**SHORT TASK:**
Write out the line with "the microwave control" and every later line through the end of the data below, exactly as given, with no pictures in the copy.
---- ENTRIES SUPPLIED
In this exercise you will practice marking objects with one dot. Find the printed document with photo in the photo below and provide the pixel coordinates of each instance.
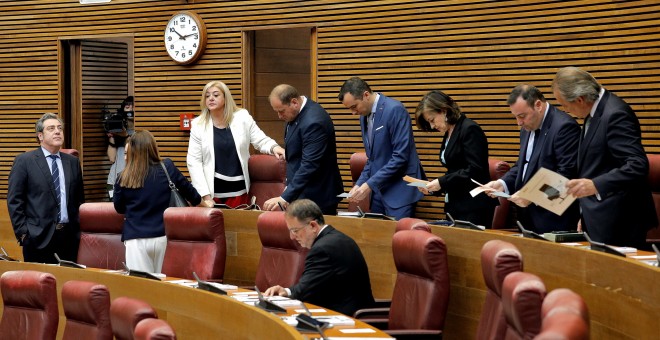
(547, 189)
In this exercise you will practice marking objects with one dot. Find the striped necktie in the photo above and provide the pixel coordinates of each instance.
(56, 183)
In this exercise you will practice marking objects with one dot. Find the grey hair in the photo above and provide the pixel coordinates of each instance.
(572, 83)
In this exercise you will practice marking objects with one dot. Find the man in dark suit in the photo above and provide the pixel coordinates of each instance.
(612, 187)
(335, 275)
(388, 140)
(548, 139)
(44, 194)
(312, 170)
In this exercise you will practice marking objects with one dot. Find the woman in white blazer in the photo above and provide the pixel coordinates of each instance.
(219, 147)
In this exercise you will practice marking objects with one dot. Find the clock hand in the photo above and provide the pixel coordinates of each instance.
(179, 34)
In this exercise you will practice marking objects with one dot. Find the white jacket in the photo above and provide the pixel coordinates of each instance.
(201, 156)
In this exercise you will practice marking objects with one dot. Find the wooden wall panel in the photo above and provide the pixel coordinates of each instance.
(475, 50)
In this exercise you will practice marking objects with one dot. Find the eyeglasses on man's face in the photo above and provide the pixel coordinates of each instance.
(295, 231)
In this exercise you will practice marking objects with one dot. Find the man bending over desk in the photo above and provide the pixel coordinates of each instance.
(335, 275)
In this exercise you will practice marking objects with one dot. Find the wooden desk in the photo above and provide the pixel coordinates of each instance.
(623, 294)
(193, 313)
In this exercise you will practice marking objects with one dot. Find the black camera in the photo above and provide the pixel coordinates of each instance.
(115, 122)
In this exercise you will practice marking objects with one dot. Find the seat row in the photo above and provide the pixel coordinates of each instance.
(516, 305)
(30, 311)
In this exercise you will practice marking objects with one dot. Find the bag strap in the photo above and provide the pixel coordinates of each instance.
(172, 186)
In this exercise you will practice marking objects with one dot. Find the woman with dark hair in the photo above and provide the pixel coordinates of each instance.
(464, 152)
(142, 193)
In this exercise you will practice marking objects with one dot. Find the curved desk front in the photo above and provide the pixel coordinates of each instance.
(193, 313)
(623, 295)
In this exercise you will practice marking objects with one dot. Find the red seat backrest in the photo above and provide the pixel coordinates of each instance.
(154, 329)
(282, 259)
(29, 305)
(565, 316)
(126, 313)
(87, 309)
(100, 236)
(522, 297)
(498, 259)
(195, 243)
(421, 291)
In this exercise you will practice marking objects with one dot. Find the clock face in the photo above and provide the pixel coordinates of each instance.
(185, 37)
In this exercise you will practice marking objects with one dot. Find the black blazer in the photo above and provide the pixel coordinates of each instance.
(335, 275)
(555, 150)
(612, 155)
(466, 158)
(312, 170)
(31, 196)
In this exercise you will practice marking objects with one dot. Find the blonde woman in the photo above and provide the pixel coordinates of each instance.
(219, 147)
(142, 193)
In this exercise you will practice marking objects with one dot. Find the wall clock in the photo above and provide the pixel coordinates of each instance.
(185, 37)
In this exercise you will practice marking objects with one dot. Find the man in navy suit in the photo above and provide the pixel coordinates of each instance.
(43, 201)
(548, 139)
(336, 275)
(388, 140)
(312, 170)
(612, 187)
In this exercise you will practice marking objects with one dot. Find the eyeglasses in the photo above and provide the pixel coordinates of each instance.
(295, 231)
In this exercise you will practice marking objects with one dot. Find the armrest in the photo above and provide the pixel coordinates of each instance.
(415, 334)
(382, 303)
(369, 313)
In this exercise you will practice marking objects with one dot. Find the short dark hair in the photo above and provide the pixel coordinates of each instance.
(285, 93)
(305, 210)
(355, 86)
(437, 101)
(529, 94)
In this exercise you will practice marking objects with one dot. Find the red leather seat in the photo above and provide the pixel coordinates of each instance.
(356, 163)
(565, 316)
(154, 329)
(195, 243)
(29, 305)
(411, 223)
(421, 291)
(72, 152)
(267, 177)
(87, 310)
(497, 169)
(522, 297)
(282, 259)
(126, 313)
(498, 259)
(653, 235)
(100, 236)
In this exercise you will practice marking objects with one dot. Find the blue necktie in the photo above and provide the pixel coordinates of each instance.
(56, 183)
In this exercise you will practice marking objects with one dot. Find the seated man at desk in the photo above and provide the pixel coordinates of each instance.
(335, 275)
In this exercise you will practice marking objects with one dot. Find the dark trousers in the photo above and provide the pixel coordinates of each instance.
(64, 242)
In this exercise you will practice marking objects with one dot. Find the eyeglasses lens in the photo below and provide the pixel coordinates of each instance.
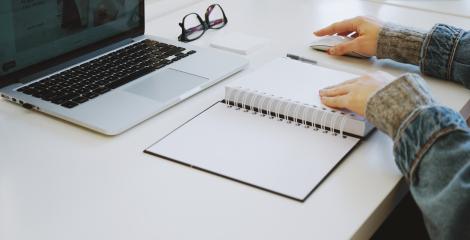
(215, 16)
(193, 27)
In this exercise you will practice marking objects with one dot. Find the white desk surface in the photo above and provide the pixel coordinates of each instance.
(59, 181)
(460, 8)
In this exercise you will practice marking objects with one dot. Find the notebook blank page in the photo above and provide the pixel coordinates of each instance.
(274, 155)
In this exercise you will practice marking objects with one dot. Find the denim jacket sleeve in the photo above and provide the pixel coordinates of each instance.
(445, 54)
(431, 142)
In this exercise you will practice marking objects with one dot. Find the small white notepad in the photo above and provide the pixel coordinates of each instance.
(238, 42)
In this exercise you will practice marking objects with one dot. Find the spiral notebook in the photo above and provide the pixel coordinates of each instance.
(270, 131)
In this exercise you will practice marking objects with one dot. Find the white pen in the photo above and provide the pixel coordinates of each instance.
(302, 59)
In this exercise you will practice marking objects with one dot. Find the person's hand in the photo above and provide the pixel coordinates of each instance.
(355, 93)
(364, 29)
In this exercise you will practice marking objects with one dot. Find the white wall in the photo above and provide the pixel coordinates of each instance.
(156, 8)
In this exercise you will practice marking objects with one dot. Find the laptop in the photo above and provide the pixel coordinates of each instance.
(89, 62)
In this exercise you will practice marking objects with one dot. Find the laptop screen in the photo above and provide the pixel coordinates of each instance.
(33, 31)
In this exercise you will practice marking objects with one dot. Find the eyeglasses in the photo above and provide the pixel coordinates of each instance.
(193, 27)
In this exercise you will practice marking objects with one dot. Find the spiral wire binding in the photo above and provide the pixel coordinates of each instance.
(229, 97)
(296, 113)
(278, 109)
(276, 103)
(244, 101)
(314, 118)
(323, 122)
(260, 107)
(269, 111)
(304, 118)
(252, 103)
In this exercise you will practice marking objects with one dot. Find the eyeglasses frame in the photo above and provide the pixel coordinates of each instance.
(183, 37)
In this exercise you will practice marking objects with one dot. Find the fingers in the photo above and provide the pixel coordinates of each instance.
(339, 90)
(336, 102)
(346, 47)
(337, 27)
(343, 83)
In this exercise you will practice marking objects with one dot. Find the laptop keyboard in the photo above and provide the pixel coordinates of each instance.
(91, 79)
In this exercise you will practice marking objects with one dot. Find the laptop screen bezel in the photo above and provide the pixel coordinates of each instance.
(16, 76)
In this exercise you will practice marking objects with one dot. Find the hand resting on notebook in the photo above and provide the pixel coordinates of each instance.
(354, 94)
(364, 29)
(431, 141)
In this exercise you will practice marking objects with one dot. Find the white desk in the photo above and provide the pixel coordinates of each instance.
(59, 181)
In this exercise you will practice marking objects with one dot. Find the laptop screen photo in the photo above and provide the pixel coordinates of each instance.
(37, 30)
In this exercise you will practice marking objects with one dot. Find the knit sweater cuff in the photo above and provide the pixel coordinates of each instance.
(400, 44)
(390, 106)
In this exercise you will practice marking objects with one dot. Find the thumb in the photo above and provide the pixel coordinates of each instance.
(344, 48)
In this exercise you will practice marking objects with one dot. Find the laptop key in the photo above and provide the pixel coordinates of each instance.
(98, 76)
(69, 104)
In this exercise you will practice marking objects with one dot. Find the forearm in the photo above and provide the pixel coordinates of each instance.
(432, 150)
(442, 52)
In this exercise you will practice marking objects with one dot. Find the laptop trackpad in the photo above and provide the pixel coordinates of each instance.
(167, 84)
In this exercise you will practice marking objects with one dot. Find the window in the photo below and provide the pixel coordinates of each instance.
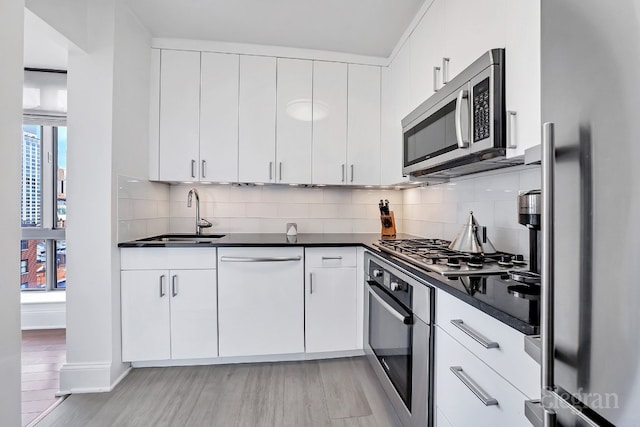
(43, 207)
(43, 199)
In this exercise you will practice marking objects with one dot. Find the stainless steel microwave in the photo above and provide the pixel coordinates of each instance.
(461, 128)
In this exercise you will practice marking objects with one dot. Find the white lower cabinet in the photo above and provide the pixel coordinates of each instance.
(470, 393)
(168, 314)
(261, 301)
(330, 300)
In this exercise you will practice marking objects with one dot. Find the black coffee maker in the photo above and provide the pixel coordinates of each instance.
(529, 215)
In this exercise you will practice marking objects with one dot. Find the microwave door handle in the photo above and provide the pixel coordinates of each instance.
(462, 129)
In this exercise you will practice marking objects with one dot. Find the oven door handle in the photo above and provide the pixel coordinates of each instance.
(406, 319)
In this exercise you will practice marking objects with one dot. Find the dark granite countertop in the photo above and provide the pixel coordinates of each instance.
(272, 239)
(345, 239)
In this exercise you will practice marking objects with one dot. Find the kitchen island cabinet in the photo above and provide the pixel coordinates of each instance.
(331, 300)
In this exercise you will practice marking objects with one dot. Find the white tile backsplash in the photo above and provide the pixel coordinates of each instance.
(143, 208)
(439, 211)
(147, 208)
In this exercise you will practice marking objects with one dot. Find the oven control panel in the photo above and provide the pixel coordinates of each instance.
(399, 288)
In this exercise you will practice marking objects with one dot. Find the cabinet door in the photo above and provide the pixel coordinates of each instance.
(390, 135)
(427, 51)
(194, 319)
(179, 115)
(219, 117)
(523, 76)
(261, 302)
(145, 315)
(257, 121)
(472, 28)
(330, 310)
(363, 136)
(330, 124)
(293, 144)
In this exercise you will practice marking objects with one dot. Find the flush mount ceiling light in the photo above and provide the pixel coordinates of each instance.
(307, 110)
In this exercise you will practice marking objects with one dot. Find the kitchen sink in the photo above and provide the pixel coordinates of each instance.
(183, 238)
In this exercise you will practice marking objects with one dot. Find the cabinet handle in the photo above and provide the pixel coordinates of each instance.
(445, 70)
(258, 259)
(174, 285)
(477, 336)
(511, 129)
(485, 398)
(162, 291)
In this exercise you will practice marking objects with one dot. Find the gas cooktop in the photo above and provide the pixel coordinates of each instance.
(501, 280)
(434, 255)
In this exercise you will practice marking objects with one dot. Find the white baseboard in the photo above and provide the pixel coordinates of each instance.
(44, 315)
(77, 378)
(248, 359)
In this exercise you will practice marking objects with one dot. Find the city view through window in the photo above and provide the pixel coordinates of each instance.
(43, 208)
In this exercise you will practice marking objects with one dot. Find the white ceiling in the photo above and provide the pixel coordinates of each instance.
(44, 47)
(365, 27)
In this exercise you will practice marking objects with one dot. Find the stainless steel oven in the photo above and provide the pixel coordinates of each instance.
(399, 338)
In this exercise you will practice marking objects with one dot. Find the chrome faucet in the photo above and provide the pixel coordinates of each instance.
(200, 222)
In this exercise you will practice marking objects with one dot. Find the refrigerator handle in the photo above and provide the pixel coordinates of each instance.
(547, 291)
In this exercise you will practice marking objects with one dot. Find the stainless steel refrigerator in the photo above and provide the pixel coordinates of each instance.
(591, 212)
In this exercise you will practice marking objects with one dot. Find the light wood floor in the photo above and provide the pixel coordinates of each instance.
(331, 393)
(43, 353)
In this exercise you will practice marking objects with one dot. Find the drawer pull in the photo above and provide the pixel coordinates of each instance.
(477, 336)
(486, 399)
(258, 259)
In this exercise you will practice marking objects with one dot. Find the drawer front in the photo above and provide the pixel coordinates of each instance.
(167, 258)
(463, 380)
(330, 257)
(477, 331)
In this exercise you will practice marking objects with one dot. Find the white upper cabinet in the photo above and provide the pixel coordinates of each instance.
(427, 53)
(330, 123)
(219, 117)
(293, 122)
(179, 115)
(472, 28)
(257, 121)
(363, 130)
(523, 87)
(390, 134)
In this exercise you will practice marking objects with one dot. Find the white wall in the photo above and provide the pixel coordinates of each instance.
(107, 121)
(67, 16)
(11, 60)
(439, 211)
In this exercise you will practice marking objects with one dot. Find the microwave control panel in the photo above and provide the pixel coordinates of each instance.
(481, 110)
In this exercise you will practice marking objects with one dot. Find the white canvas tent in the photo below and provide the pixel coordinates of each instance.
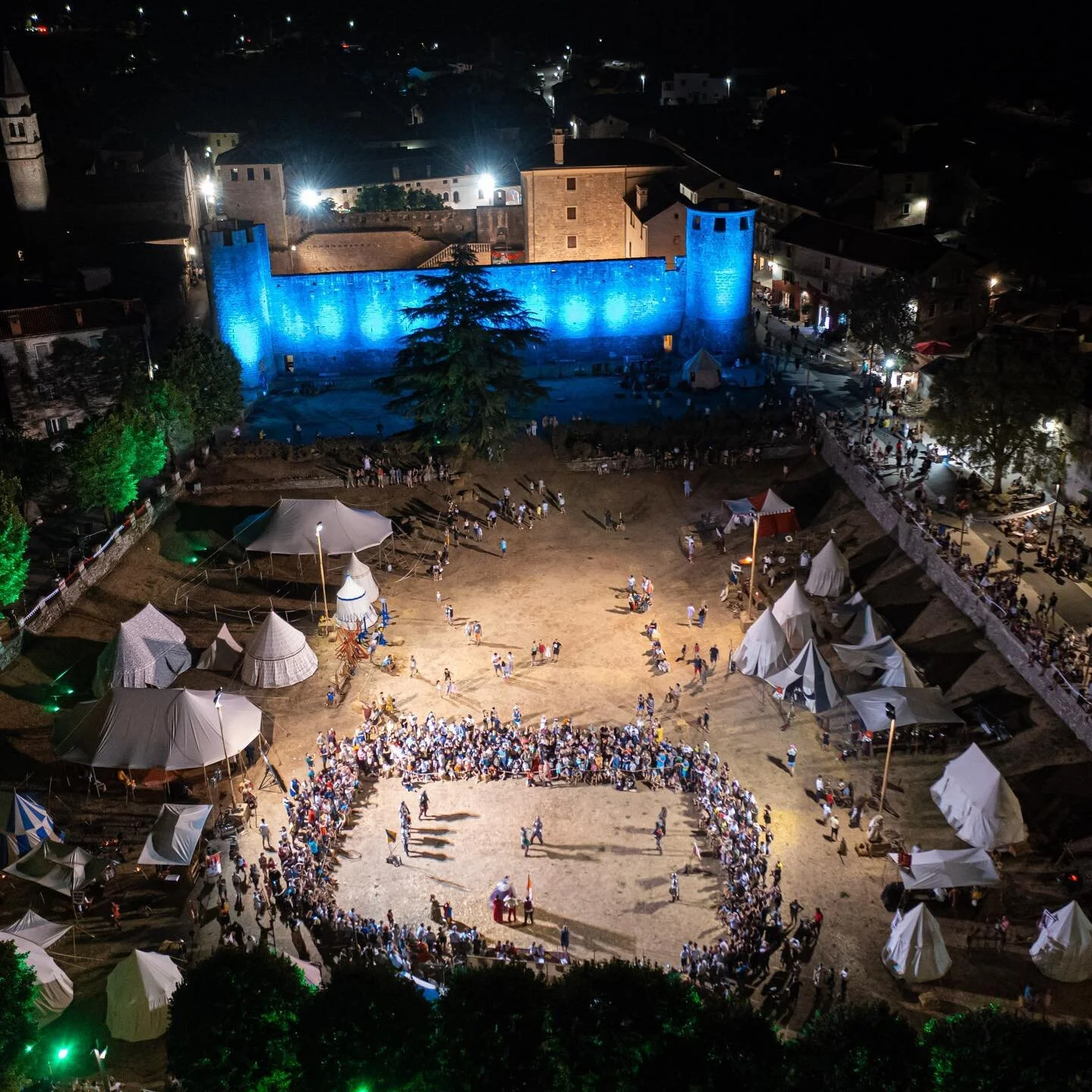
(807, 679)
(764, 648)
(148, 650)
(278, 655)
(55, 866)
(138, 992)
(175, 834)
(829, 571)
(55, 987)
(794, 614)
(1062, 950)
(915, 949)
(36, 930)
(288, 528)
(354, 607)
(912, 705)
(149, 730)
(702, 372)
(977, 802)
(362, 576)
(933, 869)
(223, 654)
--------
**RESULT:**
In this exercise you will practice marking objects with one dot. Find the microwave control panel in the photo above and provide the pixel coordinates of each instance.
(481, 110)
In this exercise you will practice marking objects with one dot. Find the white canvas tent in the photo below and provide the pixel coordinates of each instance.
(807, 679)
(764, 648)
(148, 650)
(278, 655)
(55, 866)
(138, 992)
(175, 834)
(829, 571)
(55, 987)
(794, 614)
(1062, 950)
(915, 949)
(36, 930)
(288, 528)
(354, 607)
(912, 705)
(149, 730)
(702, 372)
(977, 802)
(362, 576)
(933, 869)
(223, 654)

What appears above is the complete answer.